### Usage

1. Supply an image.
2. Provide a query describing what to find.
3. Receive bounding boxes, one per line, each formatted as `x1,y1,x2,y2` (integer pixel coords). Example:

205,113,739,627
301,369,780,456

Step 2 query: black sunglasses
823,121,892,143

▶ [Task directions]
Rewrite the records above, changing each "query" to "prompt" and leaving everything else the same.

▶ [Finished task]
### Usage

1. Supply an image.
2. Provide a prompt describing what to find.
3. Receive bounding boxes, one per line, each formatted as `x1,y1,x2,y2` (integer pixel coords). Example:

205,113,739,627
301,369,780,456

Step 2 prompt: black sunglasses
823,121,892,143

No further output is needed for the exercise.